Provided text:
┄┄┄┄┄┄┄┄┄┄

Gap Interview: Conservation Projects
Q, What have the last 6 months been like for you at Projects Abroad? Have you got any amazing stories to tell us about your conservation projects?
We launched our Shark Conservation project in Fiji at the beginning of the year and we are pleased to say it has been a huge success.
The project has gained international recognition with Ian Campbell, Programme Manager for the WWF Global Shark Programme, referring to it as “possibly the most important shark project in the world." In Cambodia, our volunteers have studied the waters in and around Koh Rong Samleom for 6 years now, and we have played a leading role in the creation of the marine protected areas. Following on from our success in Koh Rong Samloem, the Royal Government of Cambodia has invited us to set up the first marine conservation operation in the province of Kep, based on the island of Koh Seh.
This is extremely exciting for conservation! Our new study area comprises sites with pristine sea grass, and will allow us to compare our data from the past 6 years, in a polluted and over-fished site, to one that is relatively untouched. Volunteers will continue to focus on seahorses and spend much of their time diving.
In Peru, we have been focussing our efforts on the rehabilitation and release of the Peruvian Spider Monkey, an endangered species. Loss of habitat, hunting for meat and the illegal pet trade have all contributed to the decrease in wild populations.
Our aim is to re-establish a viable population in an area where they once existed and our research has proven that this is both viable and achievable. To date we have released 15 spider monkeys, one of which has since given birth to a baby! We currently have 17 Spider Monkeys at Taricaya, our centre in the Amazon Rainforest. We hope to release all of these over the coming years, with 6 due for release this month!
Q, We know you do a wide range of conservation projects around the world. Are there any that you have a particular fondness for and why?
I personally have a soft spot for our African Bushveld conservation project in Southern Africa. Our camp is based on the Botswana side of the Limpopo River in an incredibly wild and beautiful area, teeming with wildlife.
Drought, poaching, desertification and land degradation are major environmental problems in Sub-Saharan Africa. All over Southern Africa, animals still roam the plains, but the human population has pushed most of the elephants, lions, rhinos, buffaloes and leopards out to the frontiers. Our goal is to protect the resident wildlife and allow the land to return to its natural state by creating a protected reserve consisting of conservation blocks from South Africa, Zimbabwe and Botswana.
Those who, like me, have a great respect for and love of elephants will be in their element here. With populations declining across Africa as a result of poaching and conflict with local farmers, this project focuses heavily on population dynamics and movement across the Kwa Tuli reserve.

┄┄┄┄┄┄┄┄┄┄

Tasks to carry out:
**1)** In the conservation interview, transcribe the passage that begins with the words "Drought, poaching, desertification" and ends after the words "Zimbabwe and Botswana.".
**2)** According to the conservation interview, on which side of the Limpopo River is the African Bushveld project's camp located?

Region annotation items
┄┄┄┄┄┄┄┄┄┄

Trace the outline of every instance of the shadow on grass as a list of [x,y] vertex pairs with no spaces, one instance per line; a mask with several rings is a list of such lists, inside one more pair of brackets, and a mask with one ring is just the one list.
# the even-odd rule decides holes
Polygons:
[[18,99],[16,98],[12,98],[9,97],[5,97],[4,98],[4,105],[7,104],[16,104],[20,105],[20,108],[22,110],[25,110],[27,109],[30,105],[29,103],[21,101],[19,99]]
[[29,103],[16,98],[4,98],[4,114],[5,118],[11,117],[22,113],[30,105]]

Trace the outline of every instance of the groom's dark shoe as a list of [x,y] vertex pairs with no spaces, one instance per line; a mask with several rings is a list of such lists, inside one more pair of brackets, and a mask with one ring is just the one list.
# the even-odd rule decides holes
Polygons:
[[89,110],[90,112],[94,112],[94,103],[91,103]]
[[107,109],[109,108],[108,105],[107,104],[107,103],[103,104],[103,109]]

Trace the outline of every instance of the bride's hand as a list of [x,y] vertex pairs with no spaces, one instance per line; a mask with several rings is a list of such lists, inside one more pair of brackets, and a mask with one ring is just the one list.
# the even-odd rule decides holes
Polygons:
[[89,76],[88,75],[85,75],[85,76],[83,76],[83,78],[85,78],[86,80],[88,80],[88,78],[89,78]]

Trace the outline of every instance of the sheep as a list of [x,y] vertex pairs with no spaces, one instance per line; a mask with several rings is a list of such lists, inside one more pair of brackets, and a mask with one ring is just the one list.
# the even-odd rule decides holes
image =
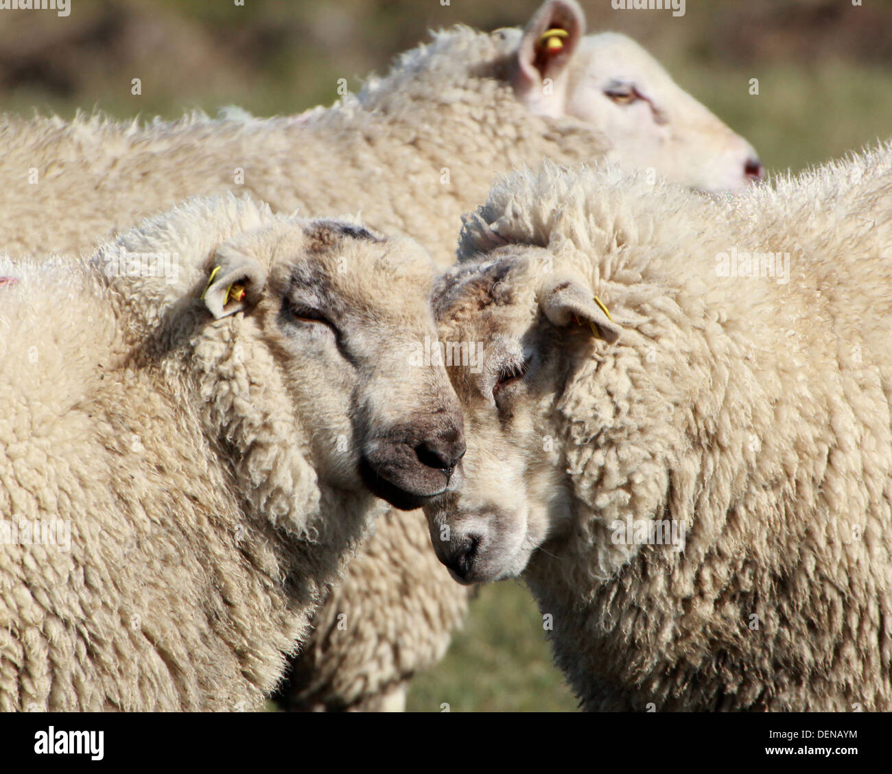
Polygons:
[[[423,235],[446,268],[462,212],[523,162],[607,152],[706,190],[761,175],[750,144],[637,44],[584,28],[574,0],[549,0],[523,33],[440,32],[358,95],[298,116],[4,116],[0,243],[77,253],[187,196],[233,190],[282,212],[361,210],[382,232]],[[555,30],[558,51],[540,44]]]
[[525,581],[586,710],[892,709],[892,144],[731,202],[526,170],[459,259],[454,577]]
[[460,483],[410,240],[226,194],[0,277],[0,710],[256,708],[373,495]]
[[[566,36],[547,35],[553,30]],[[446,268],[461,213],[497,174],[524,162],[606,153],[626,169],[650,168],[710,191],[737,191],[762,176],[752,146],[640,46],[614,33],[585,35],[573,0],[544,3],[524,30],[437,33],[331,108],[268,119],[230,110],[223,119],[194,114],[146,126],[6,117],[0,147],[7,213],[0,243],[15,254],[78,252],[186,195],[234,190],[282,211],[361,210],[365,222],[414,236]],[[368,552],[385,557],[401,541],[399,553],[411,555],[426,534],[420,514],[391,512]],[[355,690],[326,696],[318,673],[298,667],[293,704],[374,705],[379,693],[404,692],[412,672],[438,660],[467,592],[433,556],[415,556],[405,575],[382,566],[386,558],[360,554],[351,563],[318,622],[328,667],[313,652],[316,639],[305,658],[319,673],[336,669],[340,684]],[[400,594],[397,610],[390,600]],[[395,629],[394,618],[403,625]],[[346,629],[326,628],[345,621]],[[374,653],[374,663],[350,678],[348,650]]]

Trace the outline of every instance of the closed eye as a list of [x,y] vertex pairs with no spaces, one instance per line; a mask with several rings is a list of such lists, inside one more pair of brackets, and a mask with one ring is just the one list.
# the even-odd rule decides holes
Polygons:
[[618,105],[629,105],[644,99],[641,93],[632,84],[622,84],[606,88],[604,94]]
[[291,312],[292,318],[295,322],[315,323],[316,325],[326,325],[331,328],[335,334],[338,333],[337,326],[318,309],[314,309],[310,307],[304,307],[298,304],[291,304],[288,309]]
[[526,372],[529,370],[530,364],[525,360],[524,362],[510,363],[509,365],[504,366],[501,371],[499,372],[499,378],[496,379],[496,383],[492,387],[492,395],[496,396],[506,388],[519,382],[524,378]]

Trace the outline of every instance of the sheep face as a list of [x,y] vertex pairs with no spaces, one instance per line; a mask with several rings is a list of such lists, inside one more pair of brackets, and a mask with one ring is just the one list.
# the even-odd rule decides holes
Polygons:
[[[641,46],[616,33],[584,35],[574,0],[549,0],[513,55],[517,98],[537,115],[585,121],[626,172],[653,169],[709,192],[738,192],[763,177],[743,137],[694,99]],[[503,33],[511,42],[514,30]],[[549,33],[552,37],[549,37]]]
[[455,394],[441,364],[413,359],[436,338],[422,248],[309,221],[241,235],[214,264],[205,303],[218,317],[245,311],[244,358],[259,346],[278,363],[320,481],[407,509],[460,483]]
[[441,338],[483,342],[481,368],[450,370],[469,429],[466,484],[425,507],[437,556],[464,582],[519,574],[567,530],[572,490],[557,401],[591,331],[618,335],[583,282],[543,274],[543,250],[517,253],[505,247],[461,265],[434,292]]

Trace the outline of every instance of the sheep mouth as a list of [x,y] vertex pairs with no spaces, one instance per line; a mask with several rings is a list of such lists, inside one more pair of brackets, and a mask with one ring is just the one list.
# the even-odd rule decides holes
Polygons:
[[384,478],[381,472],[376,470],[366,457],[359,460],[359,475],[362,478],[362,482],[373,495],[386,500],[394,508],[401,511],[414,511],[420,508],[432,498],[442,494],[449,482],[448,480],[444,482],[442,488],[437,491],[424,493],[410,491]]

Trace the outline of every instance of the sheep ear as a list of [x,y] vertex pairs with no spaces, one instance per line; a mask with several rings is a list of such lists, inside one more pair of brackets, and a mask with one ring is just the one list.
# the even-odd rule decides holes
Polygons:
[[251,256],[222,245],[214,254],[207,282],[202,299],[219,320],[256,304],[263,295],[267,272]]
[[539,306],[548,320],[558,327],[584,325],[596,338],[614,343],[622,328],[613,321],[598,296],[575,279],[557,278],[540,292]]
[[585,14],[576,0],[547,0],[524,30],[513,62],[517,99],[537,115],[564,115],[567,65],[585,34]]

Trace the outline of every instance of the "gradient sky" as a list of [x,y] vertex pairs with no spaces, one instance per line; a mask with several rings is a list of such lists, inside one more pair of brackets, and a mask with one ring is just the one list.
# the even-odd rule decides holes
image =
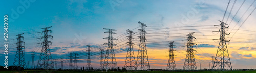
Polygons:
[[[103,28],[117,30],[115,31],[117,34],[113,35],[118,39],[114,41],[118,44],[114,46],[114,49],[118,66],[123,67],[127,51],[125,49],[127,47],[125,42],[128,41],[125,37],[127,35],[125,30],[134,29],[136,32],[134,36],[134,48],[137,57],[139,43],[137,36],[139,34],[137,29],[139,28],[137,22],[140,21],[148,26],[146,28],[148,33],[146,38],[148,40],[147,49],[151,68],[165,69],[168,62],[167,47],[169,42],[157,42],[175,41],[174,44],[177,46],[174,48],[177,50],[175,52],[175,62],[177,69],[182,69],[186,54],[186,48],[183,47],[186,45],[186,41],[182,40],[185,40],[186,35],[193,32],[196,32],[193,36],[197,38],[193,42],[198,45],[194,48],[197,51],[195,54],[197,68],[199,68],[199,63],[201,64],[202,69],[208,68],[209,62],[211,62],[211,56],[215,56],[219,44],[218,40],[212,39],[219,38],[220,36],[220,33],[212,32],[220,28],[214,25],[220,24],[218,20],[222,19],[228,3],[228,1],[221,0],[34,1],[31,0],[30,5],[26,7],[17,1],[4,1],[0,5],[0,15],[8,15],[10,19],[9,66],[12,65],[16,52],[16,35],[25,33],[23,36],[26,42],[26,62],[31,61],[30,51],[35,51],[36,65],[41,51],[38,47],[40,45],[37,44],[39,41],[37,38],[41,35],[37,32],[42,31],[41,28],[53,26],[50,28],[53,31],[51,34],[53,36],[51,40],[53,44],[50,46],[52,56],[55,59],[64,57],[65,68],[68,68],[69,61],[66,59],[68,59],[68,52],[79,53],[78,67],[86,65],[87,45],[93,46],[93,67],[99,67],[97,53],[99,48],[104,48],[102,44],[107,40],[102,38],[108,36],[103,33],[106,30]],[[243,1],[236,2],[228,18],[227,24],[229,25],[227,26],[229,27],[226,31],[230,35],[227,36],[227,39],[233,36],[227,46],[233,69],[255,69],[256,51],[254,45],[256,43],[256,29],[253,24],[256,23],[255,12],[234,34],[256,6],[253,4],[245,13],[253,1],[245,1],[231,21]],[[116,6],[112,6],[111,3]],[[230,2],[224,22],[227,21],[233,3],[233,1]],[[19,9],[18,11],[20,11],[17,12],[17,8],[20,7],[24,8],[24,11]],[[15,12],[18,16],[13,14]],[[196,26],[186,27],[188,26]],[[0,26],[3,27],[3,25]],[[3,34],[4,31],[1,33]],[[0,36],[3,37],[3,35]],[[4,40],[4,38],[1,39]],[[4,44],[3,42],[0,43]],[[0,58],[4,59],[4,47],[0,47],[0,53],[3,53],[0,55]],[[60,59],[58,61],[58,67],[60,68]],[[4,61],[0,62],[3,63]]]

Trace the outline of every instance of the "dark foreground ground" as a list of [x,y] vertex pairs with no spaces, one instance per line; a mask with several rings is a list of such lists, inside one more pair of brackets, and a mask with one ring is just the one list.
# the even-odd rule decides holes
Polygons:
[[[106,72],[105,71],[0,71],[0,73],[102,73]],[[123,73],[128,73],[128,72],[150,72],[150,73],[188,73],[188,72],[194,72],[194,73],[256,73],[255,70],[253,71],[108,71],[108,72],[123,72]]]

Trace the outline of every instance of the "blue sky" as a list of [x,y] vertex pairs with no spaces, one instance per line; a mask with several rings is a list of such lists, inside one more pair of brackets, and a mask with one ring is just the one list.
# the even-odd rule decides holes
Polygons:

┄┄┄┄┄┄┄┄┄┄

Replies:
**1)**
Drought, poaching, desertification and land degradation are major environmental problems in Sub-Saharan Africa. All over Southern Africa, animals still roam the plains, but the human population has pushed most of the elephants, lions, rhinos, buffaloes and leopards out to the frontiers. Our goal is to protect the resident wildlife and allow the land to return to its natural state by creating a protected reserve consisting of conservation blocks from South Africa, Zimbabwe and Botswana.

**2)** The Botswana side.